→ **Excerpted passage**:
Manufactured homes (frequently referred to as "mobile homes") are a major source of housing for older Americans. In 2001, owners age 50 or older accounted for 43 percent of the 7.2 million manufactured-housing units occupied year round as primary residences. Manufactured-home ownership does not necessarily imply ownership of the lot on which the home sits. In fact, nearly one-third of occupied manufactured homes are in land-lease communities. This type of housing arrangement is appealing to people with low or moderate income who may find it difficult to acquire land. However, the cost and risk of moving a manufactured home from one rental community to another create significant barriers for homeowners who need or want to move. These barriers make it possible for a segment of community operators to adopt exploitive rules and practices that are unique to this type of housing arrangement.

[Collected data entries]
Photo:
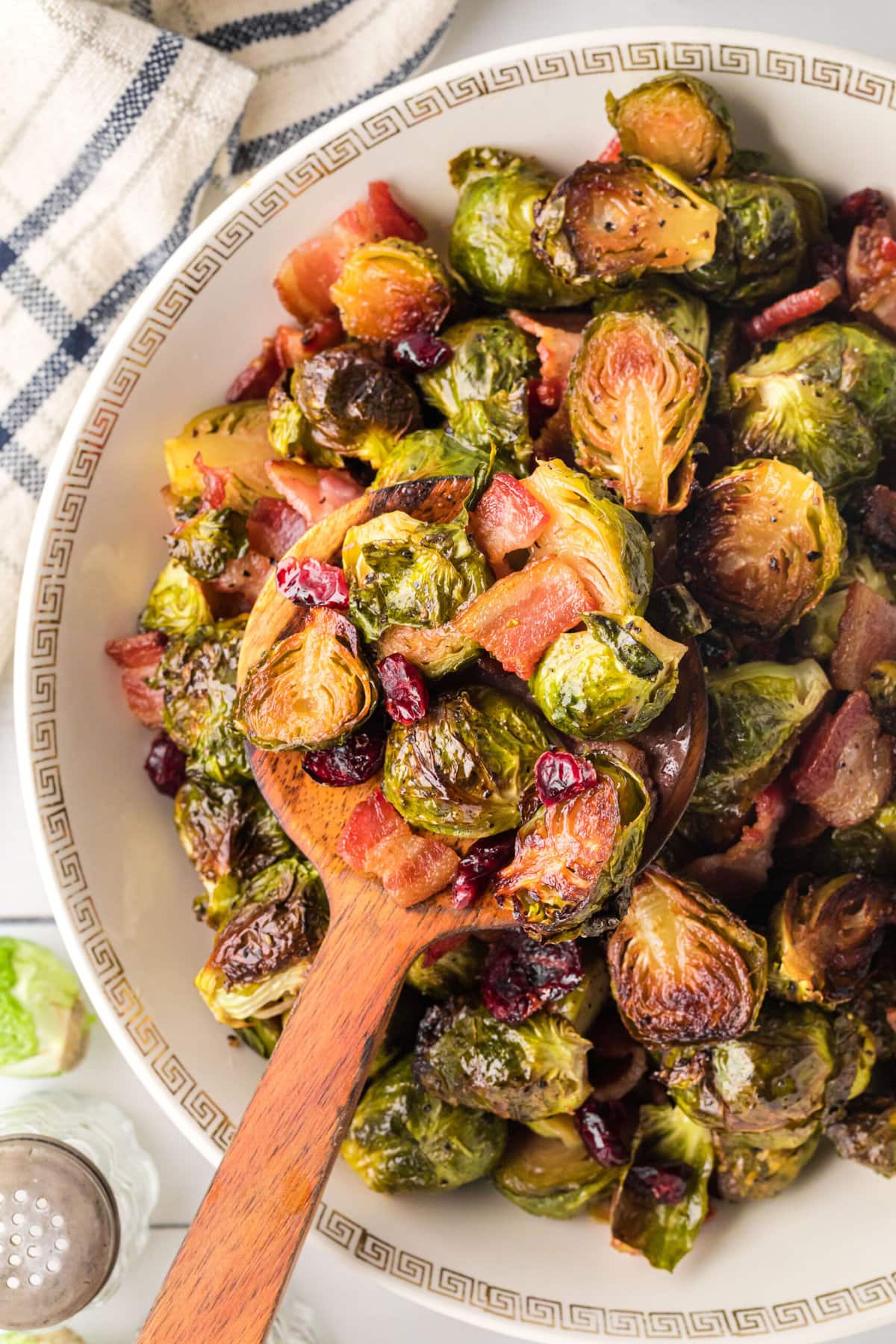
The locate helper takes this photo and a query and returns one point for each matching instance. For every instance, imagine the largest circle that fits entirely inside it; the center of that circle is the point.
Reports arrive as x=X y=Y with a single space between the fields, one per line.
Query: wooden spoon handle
x=235 y=1261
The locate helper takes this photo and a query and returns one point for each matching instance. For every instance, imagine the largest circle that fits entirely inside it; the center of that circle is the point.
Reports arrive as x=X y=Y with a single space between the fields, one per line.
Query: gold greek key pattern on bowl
x=641 y=58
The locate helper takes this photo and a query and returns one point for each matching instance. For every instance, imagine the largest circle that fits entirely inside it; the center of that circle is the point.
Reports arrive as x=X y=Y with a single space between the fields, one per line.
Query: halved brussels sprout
x=682 y=967
x=553 y=1176
x=621 y=220
x=519 y=1070
x=311 y=690
x=761 y=546
x=403 y=571
x=664 y=1196
x=609 y=680
x=402 y=1137
x=462 y=768
x=391 y=288
x=603 y=544
x=676 y=120
x=637 y=396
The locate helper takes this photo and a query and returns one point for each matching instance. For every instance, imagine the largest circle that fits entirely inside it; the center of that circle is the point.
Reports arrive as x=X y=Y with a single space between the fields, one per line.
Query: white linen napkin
x=121 y=122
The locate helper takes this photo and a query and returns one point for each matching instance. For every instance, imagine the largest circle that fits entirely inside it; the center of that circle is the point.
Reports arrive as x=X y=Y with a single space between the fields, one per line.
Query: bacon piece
x=519 y=616
x=845 y=765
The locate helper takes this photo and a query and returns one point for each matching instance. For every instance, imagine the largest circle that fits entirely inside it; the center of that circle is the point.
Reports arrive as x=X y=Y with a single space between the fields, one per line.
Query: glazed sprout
x=761 y=546
x=402 y=1137
x=615 y=221
x=609 y=680
x=637 y=396
x=822 y=937
x=553 y=1176
x=311 y=690
x=519 y=1070
x=675 y=120
x=462 y=768
x=664 y=1195
x=682 y=967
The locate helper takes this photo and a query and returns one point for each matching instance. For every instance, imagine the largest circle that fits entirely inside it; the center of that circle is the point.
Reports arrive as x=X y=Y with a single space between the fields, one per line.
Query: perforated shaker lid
x=60 y=1231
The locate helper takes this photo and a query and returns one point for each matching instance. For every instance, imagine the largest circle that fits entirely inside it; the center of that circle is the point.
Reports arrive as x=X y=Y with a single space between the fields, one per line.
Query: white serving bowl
x=818 y=1263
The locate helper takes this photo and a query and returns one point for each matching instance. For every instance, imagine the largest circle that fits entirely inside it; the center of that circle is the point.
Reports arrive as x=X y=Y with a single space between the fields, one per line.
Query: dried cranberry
x=406 y=695
x=166 y=765
x=521 y=976
x=561 y=776
x=312 y=582
x=354 y=762
x=422 y=351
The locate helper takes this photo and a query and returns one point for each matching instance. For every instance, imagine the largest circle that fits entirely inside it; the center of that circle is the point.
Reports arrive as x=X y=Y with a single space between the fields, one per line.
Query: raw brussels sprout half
x=462 y=768
x=637 y=396
x=676 y=120
x=519 y=1070
x=402 y=1137
x=609 y=680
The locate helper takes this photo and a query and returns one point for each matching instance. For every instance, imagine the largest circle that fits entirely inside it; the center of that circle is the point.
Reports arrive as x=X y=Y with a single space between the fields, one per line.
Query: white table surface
x=349 y=1307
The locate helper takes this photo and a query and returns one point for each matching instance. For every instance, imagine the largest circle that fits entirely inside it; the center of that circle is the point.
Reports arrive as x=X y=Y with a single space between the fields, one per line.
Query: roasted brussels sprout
x=462 y=768
x=609 y=680
x=403 y=571
x=311 y=690
x=761 y=546
x=553 y=1176
x=664 y=1195
x=406 y=1139
x=637 y=396
x=519 y=1070
x=682 y=967
x=676 y=120
x=615 y=221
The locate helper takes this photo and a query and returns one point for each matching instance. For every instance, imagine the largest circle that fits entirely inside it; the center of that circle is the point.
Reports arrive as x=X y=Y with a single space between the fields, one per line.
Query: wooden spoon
x=230 y=1273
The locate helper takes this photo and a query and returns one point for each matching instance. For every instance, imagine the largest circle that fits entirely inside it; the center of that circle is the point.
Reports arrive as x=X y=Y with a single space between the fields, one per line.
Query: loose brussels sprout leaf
x=682 y=967
x=676 y=120
x=621 y=220
x=45 y=1026
x=551 y=1177
x=571 y=856
x=311 y=690
x=519 y=1070
x=462 y=768
x=637 y=396
x=198 y=676
x=685 y=314
x=822 y=937
x=657 y=1218
x=603 y=544
x=403 y=571
x=609 y=680
x=746 y=1169
x=178 y=604
x=405 y=1139
x=761 y=546
x=491 y=245
x=488 y=355
x=756 y=712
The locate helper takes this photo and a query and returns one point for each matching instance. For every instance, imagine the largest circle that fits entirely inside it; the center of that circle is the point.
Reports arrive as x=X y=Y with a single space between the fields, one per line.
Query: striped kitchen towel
x=121 y=122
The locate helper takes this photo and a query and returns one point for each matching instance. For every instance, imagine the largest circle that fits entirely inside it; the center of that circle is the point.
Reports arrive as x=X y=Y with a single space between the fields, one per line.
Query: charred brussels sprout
x=664 y=1195
x=311 y=690
x=462 y=768
x=519 y=1070
x=682 y=967
x=761 y=546
x=676 y=120
x=609 y=680
x=615 y=221
x=637 y=396
x=406 y=1139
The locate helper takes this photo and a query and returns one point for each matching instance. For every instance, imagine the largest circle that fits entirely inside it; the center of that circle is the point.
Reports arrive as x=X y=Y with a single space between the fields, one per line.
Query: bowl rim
x=813 y=1328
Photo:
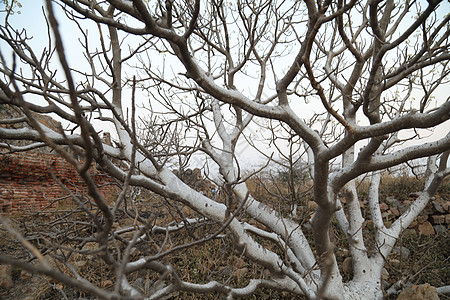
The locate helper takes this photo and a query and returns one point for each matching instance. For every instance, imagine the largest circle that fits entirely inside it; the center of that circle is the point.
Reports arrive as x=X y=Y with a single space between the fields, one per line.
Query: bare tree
x=345 y=79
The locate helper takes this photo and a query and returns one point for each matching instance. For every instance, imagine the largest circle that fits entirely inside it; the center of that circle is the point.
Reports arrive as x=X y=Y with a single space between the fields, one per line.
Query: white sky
x=31 y=17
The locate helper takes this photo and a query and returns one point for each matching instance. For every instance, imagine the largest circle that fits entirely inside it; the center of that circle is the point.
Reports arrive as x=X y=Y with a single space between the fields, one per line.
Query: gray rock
x=402 y=251
x=440 y=229
x=6 y=277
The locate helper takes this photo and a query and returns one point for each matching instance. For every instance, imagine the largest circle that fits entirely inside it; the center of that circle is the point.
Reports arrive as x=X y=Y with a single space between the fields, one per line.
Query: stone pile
x=435 y=218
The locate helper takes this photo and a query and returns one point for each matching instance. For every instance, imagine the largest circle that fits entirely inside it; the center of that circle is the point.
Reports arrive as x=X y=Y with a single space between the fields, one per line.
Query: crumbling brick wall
x=26 y=183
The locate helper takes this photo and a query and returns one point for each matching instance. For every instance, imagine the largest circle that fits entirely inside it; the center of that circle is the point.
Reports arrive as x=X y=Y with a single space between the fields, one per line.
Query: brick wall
x=26 y=183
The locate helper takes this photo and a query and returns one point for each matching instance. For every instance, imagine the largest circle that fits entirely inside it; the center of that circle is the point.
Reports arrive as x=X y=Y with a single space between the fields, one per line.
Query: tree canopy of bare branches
x=350 y=88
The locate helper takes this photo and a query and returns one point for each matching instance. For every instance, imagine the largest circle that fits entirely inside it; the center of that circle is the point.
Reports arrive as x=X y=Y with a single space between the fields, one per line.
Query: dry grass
x=428 y=261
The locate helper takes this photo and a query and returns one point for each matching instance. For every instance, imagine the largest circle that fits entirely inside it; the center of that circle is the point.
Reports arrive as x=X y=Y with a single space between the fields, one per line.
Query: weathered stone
x=422 y=219
x=437 y=219
x=410 y=232
x=419 y=292
x=106 y=283
x=413 y=224
x=426 y=229
x=239 y=273
x=414 y=195
x=402 y=251
x=384 y=274
x=440 y=229
x=384 y=207
x=394 y=262
x=6 y=277
x=438 y=206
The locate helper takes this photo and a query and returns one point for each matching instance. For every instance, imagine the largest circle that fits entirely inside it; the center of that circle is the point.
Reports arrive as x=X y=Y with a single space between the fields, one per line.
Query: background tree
x=345 y=80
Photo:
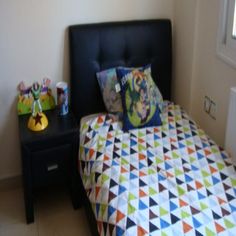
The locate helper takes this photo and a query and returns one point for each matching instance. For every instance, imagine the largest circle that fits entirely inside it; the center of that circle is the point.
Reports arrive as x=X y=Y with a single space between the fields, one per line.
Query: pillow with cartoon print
x=109 y=87
x=140 y=98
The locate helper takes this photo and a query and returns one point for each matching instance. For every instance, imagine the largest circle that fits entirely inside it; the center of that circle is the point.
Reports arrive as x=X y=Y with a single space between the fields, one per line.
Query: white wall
x=33 y=44
x=199 y=71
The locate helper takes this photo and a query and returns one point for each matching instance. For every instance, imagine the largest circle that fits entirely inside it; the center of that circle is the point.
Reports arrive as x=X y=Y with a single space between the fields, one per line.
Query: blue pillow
x=139 y=96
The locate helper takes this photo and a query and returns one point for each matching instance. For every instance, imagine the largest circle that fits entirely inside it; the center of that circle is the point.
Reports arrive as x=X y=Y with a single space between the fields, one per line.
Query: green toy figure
x=38 y=120
x=36 y=90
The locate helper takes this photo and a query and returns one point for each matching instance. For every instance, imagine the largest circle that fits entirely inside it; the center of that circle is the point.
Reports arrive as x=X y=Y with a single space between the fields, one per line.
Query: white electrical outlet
x=207 y=104
x=213 y=110
x=210 y=107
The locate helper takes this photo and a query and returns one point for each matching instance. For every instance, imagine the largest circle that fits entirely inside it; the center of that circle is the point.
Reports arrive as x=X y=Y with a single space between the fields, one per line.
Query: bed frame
x=95 y=47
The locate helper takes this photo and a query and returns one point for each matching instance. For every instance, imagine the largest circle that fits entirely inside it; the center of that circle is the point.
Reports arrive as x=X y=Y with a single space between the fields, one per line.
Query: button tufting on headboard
x=95 y=47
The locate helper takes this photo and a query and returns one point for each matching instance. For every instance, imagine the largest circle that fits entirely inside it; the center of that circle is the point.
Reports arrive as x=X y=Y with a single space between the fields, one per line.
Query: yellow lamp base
x=38 y=122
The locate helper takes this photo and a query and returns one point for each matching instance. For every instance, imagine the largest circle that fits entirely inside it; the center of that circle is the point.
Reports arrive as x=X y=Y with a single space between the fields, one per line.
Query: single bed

→ **Required tasks**:
1. In the records, take everything from the very start down to the line containing "x=235 y=1261", and rewrite it with "wooden spoon handle" swapped for "wooden ladle handle" and nothing else changed. Leave the pictures out of your answer.
2. Continue the passage on manufactured homes from its last sentence.

→ **The responses**:
1.
Photo:
The locate helper takes this photo and a query and returns one point for each matching instance. For every instance, imagine the largest circle that fits entirely inside it; the center of that circle is the point.
Reports arrive as x=X y=Y with a single space between the fields, one per line.
Query: wooden ladle handle
x=235 y=1261

2.
The model statute presented in this report by the AARP Public Policy Institute provides a context in which to discuss the problems and issues facing residents in manufactured-home communities and to provide advocates and state legislators with a useful tool for evaluating their own statutory protections for these residents. Among its many statutory provisions, the model law accomplishes the following:
- Prohibits an operator of a manufactured-home community from requiring that a resident purchase equipment from a specific supplier.
- Establishes a 2-year lease, renewable indefinitely.
- Prohibits a number of hidden fees.
- Requires uniform enforcement of community rules.
- Clarifies rights of residents to organize peacefully.
The authors of the report are all from the National Consumer Law Center: Carolyn L. Carter, Odette Williamson, Elizabeth DeArmond, and Jonathan Sheldon. Andrew Kochera, of the AARP Public Policy Institute, provided an introduction. For more information, please contact Andrew Kochera at 202/434-3866. (96 pages)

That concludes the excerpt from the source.